## Selected extract
* * * * * * * * *

EXAMPLES of disabilities that can impact a student in postsecondary
education include, but are not limited to, AIDS, cancer, Cerebral
Palsy, Diabetes, Epilepsy, head injuries, hearing impairments,
learning disabilities, loss of limbs, Multiple Sclerosis, Muscular
Dystrophy, psychiatric disorders, speech impairments, spinal cord
injuries, and visual impairments.

Many of the conditions listed may LIMIT individuals' abilities to
perform specific life tasks. Some of these conditions are visible,
while other conditions, such as learning or psychiatric disabilities,
are "invisible."  Individuals with the same diagnosis or label may
present a range of symptoms and functional limitations. For example,
an individual with Cerebral Palsy may need to use a wheelchair, may be
unable to speak, and may require a personal assistant for self
care. Another person with Cerebral Palsy may walk with a cane and
manage all personal care tasks and communication
independently. Likewise, an individual with a learning disability may
have difficulties with reading, writing, math and/or processing verbal
information. Clearly, each individual has UNIQUE NEEDS in
postsecondary education settings. In all cases, the institution has a
responsibility to provide program access to qualified students with
disabilities.

The DESIGN of a product, environment, or service that is flexible and
meets the needs of a wide range of users can eliminate or minimize the
need for specific accommodations for a person with a disability. [In
contrast, a mismatch between the individual with a disability and the
environment, attitudes, or society can create or exacerbate barriers.]
For example, an individual with a mobility impairment may fully
participate in most life activities if the buildings, transportation,
and facilities he uses are wheelchair accessible. However, when he
cannot accept a job or attend a class because the work site or
classroom environment is inaccessible, he is being excluded as a
consequence of an architectural barrier that prohibits
access. Similarly, captioning on videotapes eliminates the need for an
accommodation for a deaf student.

SHARED RESPONSIBILITY
Accommodating students with disabilities in higher education is a
SHARED RESPONSIBILITY. Faculty and administrators, students, and
disabled student services staff must work together to coordinate
reasonable accommodations for students with disabilities who request
support. Coordinated efforts and support from departmental,
administrative, facilities, and other student service personnel can
also enhance the overall accessibility of the postsecondary learning
environment for students with disabilities.

FACULTY, ADMINISTRATORS, TEACHING ASSISTANTS, AND STAFF
As an EDUCATOR, your efforts can result in greater academic and career
success for the students you serve. Knowledge of legal issues,
accommodation strategies, and campus resources for students with
disabilities can facilitate this success. Studies show that faculty
members who are familiar with accommodation strategies are better
prepared to make arrangements to ensure that students with
disabilities have an equal opportunity to participate in their
programs. In addition, faculty and staff who have had interactions
with students with disabilities generally have more positive attitudes
about working with these students.

DISABLED STUDENT SERVICES PROFESSIONALS
The services on campus designed to support students with disabilities
are also available to help faculty. The DISABLED STUDENT SERVICES
OFFICE on your campus is a key resource when working with students
with disabilities. It is typically the responsibility of disabled
students services staff to:

* Maintain confidential records of the student's disability.

* Recommend and coordinate accommodations (for example, sign language
interpreters, Braille documents).

* Arrange special equipment (e.g., adaptive technology, assistive
listening devices).

* * * * * * * * *

## Excerpted records

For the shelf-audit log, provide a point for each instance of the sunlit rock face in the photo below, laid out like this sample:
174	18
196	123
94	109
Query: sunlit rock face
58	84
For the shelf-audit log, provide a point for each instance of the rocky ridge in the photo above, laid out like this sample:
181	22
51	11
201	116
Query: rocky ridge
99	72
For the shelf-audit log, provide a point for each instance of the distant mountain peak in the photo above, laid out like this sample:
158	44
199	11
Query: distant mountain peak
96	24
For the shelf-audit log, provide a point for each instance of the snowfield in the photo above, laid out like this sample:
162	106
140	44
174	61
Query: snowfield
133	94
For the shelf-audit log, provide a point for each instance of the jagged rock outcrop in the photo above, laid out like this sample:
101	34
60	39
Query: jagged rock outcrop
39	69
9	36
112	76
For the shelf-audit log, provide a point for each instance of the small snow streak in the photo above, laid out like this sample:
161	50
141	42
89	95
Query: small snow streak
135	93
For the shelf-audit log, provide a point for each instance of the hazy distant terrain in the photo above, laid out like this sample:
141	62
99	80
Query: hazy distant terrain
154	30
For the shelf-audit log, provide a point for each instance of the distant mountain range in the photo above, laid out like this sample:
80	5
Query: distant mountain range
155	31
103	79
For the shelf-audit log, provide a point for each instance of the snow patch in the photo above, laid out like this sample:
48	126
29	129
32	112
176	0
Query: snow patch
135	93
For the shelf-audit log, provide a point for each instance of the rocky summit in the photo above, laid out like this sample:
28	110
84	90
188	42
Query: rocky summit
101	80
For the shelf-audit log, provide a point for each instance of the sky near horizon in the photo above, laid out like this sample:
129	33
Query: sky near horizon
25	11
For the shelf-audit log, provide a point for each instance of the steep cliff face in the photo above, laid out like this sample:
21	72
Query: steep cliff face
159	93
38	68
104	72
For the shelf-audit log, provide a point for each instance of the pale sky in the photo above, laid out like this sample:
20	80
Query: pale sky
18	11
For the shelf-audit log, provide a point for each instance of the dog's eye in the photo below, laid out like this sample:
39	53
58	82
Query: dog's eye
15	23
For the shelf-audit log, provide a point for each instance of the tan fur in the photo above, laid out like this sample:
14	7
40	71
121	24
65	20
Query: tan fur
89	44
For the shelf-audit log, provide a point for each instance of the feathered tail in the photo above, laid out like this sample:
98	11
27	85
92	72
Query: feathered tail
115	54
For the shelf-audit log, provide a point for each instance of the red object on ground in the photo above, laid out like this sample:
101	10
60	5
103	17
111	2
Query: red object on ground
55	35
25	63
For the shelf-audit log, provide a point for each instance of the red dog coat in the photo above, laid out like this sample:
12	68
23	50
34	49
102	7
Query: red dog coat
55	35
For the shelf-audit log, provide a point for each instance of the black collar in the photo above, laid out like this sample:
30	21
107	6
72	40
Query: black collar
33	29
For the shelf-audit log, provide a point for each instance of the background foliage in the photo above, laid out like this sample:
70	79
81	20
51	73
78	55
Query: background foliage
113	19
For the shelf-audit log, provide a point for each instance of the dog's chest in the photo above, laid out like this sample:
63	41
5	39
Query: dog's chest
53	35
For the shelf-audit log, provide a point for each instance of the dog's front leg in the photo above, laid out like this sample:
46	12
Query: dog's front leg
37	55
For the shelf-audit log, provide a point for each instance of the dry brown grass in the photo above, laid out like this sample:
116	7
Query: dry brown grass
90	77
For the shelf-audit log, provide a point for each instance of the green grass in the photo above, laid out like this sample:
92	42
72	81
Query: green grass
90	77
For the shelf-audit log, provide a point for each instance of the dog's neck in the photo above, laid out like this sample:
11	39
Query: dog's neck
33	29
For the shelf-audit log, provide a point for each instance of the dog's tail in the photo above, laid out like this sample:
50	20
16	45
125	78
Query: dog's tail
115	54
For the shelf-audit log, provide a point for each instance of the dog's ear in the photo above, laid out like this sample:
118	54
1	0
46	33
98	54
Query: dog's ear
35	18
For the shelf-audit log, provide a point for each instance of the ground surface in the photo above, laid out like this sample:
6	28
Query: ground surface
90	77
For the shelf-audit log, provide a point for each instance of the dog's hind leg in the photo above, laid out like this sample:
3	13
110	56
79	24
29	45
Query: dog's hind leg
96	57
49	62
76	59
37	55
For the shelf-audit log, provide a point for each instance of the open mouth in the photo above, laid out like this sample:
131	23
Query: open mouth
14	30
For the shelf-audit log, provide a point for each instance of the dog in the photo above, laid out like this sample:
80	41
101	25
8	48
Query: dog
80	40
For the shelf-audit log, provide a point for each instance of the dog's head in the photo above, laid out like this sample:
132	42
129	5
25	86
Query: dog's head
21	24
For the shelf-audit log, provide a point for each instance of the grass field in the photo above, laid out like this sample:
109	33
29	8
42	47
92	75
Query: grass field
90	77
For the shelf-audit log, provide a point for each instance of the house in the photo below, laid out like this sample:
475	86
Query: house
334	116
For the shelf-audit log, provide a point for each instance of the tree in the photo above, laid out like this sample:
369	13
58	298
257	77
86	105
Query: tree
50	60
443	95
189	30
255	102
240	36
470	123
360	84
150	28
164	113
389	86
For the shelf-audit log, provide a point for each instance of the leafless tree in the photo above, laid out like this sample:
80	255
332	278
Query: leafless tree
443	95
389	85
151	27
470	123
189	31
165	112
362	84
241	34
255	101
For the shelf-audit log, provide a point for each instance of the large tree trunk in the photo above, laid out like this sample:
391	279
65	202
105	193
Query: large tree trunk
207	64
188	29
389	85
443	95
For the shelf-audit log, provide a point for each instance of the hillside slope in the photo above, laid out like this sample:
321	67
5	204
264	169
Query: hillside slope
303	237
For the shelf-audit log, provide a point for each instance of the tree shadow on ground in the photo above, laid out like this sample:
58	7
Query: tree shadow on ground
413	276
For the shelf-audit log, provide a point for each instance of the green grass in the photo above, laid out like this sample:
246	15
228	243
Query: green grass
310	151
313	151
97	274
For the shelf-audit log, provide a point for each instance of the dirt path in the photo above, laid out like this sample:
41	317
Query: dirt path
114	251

* * * * * * * * *

## Exercises to complete
1: In the passage on students with disabilities, what eliminates the need for an accommodation for a deaf student?
2: From the passage on students with disabilities, copy the part that opens with the words "EXAMPLES of disabilities" and closes with "and visual impairments.".
3: List every responsibility that the passage on students with disabilities assigns to disabled student services staff.

## Responses to the exercise
1: Captioning on videotapes.

2:
EXAMPLES of disabilities that can impact a student in postsecondary
education include, but are not limited to, AIDS, cancer, Cerebral
Palsy, Diabetes, Epilepsy, head injuries, hearing impairments,
learning disabilities, loss of limbs, Multiple Sclerosis, Muscular
Dystrophy, psychiatric disorders, speech impairments, spinal cord
injuries, and visual impairments.

3:
- Maintain confidential records of the student's disability.
- Recommend and coordinate accommodations (for example, sign language interpreters, Braille documents).
- Arrange special equipment (e.g., adaptive technology, assistive listening devices).